[START PROVIDED DATA]
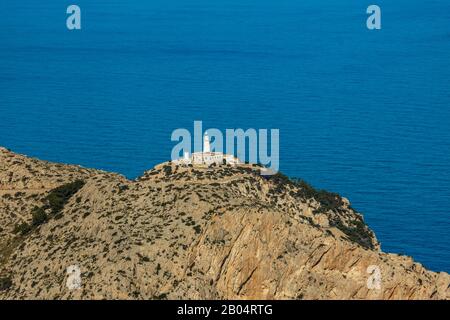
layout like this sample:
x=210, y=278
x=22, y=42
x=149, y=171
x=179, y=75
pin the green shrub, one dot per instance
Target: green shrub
x=59, y=196
x=22, y=228
x=5, y=283
x=39, y=216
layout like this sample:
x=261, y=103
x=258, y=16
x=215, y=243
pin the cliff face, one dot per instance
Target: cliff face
x=197, y=233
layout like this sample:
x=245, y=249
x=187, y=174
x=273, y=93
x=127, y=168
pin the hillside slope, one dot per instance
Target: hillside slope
x=182, y=232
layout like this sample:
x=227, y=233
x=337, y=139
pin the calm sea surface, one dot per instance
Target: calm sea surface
x=362, y=113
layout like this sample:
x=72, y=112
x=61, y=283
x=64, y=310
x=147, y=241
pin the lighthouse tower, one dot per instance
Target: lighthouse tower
x=206, y=144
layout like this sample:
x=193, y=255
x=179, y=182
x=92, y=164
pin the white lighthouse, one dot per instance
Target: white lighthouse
x=206, y=143
x=206, y=157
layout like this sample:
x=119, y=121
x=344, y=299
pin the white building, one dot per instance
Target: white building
x=207, y=157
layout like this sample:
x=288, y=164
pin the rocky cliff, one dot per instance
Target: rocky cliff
x=189, y=232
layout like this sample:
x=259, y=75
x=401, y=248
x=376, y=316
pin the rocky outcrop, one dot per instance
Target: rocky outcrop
x=190, y=232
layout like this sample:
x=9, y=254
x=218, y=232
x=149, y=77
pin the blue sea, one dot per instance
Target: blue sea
x=362, y=113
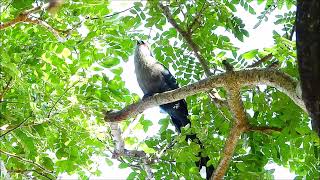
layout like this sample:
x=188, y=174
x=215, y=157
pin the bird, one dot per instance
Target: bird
x=153, y=77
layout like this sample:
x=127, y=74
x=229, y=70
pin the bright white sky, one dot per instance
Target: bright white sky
x=259, y=38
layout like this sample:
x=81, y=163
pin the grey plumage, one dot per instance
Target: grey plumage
x=153, y=78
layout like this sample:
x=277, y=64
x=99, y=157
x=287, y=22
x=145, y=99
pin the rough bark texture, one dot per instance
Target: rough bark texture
x=251, y=77
x=308, y=49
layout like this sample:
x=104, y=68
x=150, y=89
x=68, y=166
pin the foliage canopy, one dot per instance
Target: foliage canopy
x=58, y=72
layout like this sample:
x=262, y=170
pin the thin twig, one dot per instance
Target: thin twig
x=16, y=127
x=5, y=89
x=65, y=91
x=262, y=60
x=31, y=170
x=23, y=16
x=187, y=37
x=265, y=129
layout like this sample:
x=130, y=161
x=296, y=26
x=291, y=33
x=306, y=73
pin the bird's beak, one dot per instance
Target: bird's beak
x=139, y=42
[END PROVIDED DATA]
WHAT YOU NEED TO DO:
Reproduce every line above word for word, leaving the pictures out of your answer.

EXERCISE RESULT:
layout like this sample:
x=210, y=278
x=22, y=42
x=149, y=171
x=179, y=75
pin the green shrub, one dot per instance
Target: green shrub
x=59, y=196
x=22, y=228
x=5, y=283
x=39, y=216
layout like this sample:
x=261, y=103
x=258, y=16
x=215, y=243
pin the cliff face, one dot per instance
Target: cliff face
x=197, y=233
layout like this sample:
x=245, y=249
x=187, y=174
x=273, y=93
x=127, y=168
pin the hillside slope, one dot per instance
Target: hillside slope
x=182, y=232
layout like this sample:
x=227, y=233
x=337, y=139
pin the calm sea surface, one dot per instance
Target: calm sea surface
x=362, y=113
layout like this sample:
x=72, y=112
x=61, y=283
x=64, y=310
x=147, y=241
pin the lighthouse tower, one dot per instance
Target: lighthouse tower
x=206, y=144
layout like this sample:
x=193, y=255
x=179, y=182
x=92, y=164
pin the white lighthouse, one dot per instance
Target: white lighthouse
x=206, y=143
x=206, y=157
layout like this sample:
x=119, y=121
x=344, y=299
pin the white building, one dot per instance
Target: white building
x=207, y=157
layout like this sample:
x=288, y=164
pin the rocky cliff, one dot per instance
Target: rocky cliff
x=189, y=232
layout like this sample:
x=259, y=75
x=401, y=248
x=376, y=316
pin the rocky outcrop, one dot per instance
Target: rocky outcrop
x=190, y=232
layout like this sample:
x=9, y=254
x=218, y=232
x=149, y=77
pin the blue sea, one dot per instance
Target: blue sea
x=362, y=113
layout like this sample:
x=188, y=174
x=215, y=157
pin the bird, one dot per instance
Target: bird
x=153, y=77
layout like this sample:
x=127, y=74
x=229, y=70
pin the bright white sky, one dot per instance
Target: bright white sky
x=259, y=38
layout like this sample:
x=81, y=163
pin the grey plumage, one dot per instance
Target: grey plumage
x=153, y=78
layout like this sample:
x=277, y=64
x=99, y=157
x=287, y=22
x=145, y=99
pin the rough bark texture, one dot per instance
Target: rough bark texture
x=251, y=77
x=308, y=49
layout like this sample:
x=104, y=68
x=150, y=89
x=68, y=166
pin the foliage canopy, one dot per instance
Target: foliage canopy
x=58, y=72
layout like this sample:
x=262, y=170
pin the thin twig, one dot per instance
Target: thin twig
x=16, y=127
x=5, y=89
x=65, y=91
x=262, y=60
x=31, y=170
x=23, y=16
x=187, y=37
x=265, y=129
layout like this sample:
x=130, y=161
x=296, y=26
x=291, y=33
x=306, y=73
pin the bird's beak, one dot per instance
Target: bird's beak
x=139, y=42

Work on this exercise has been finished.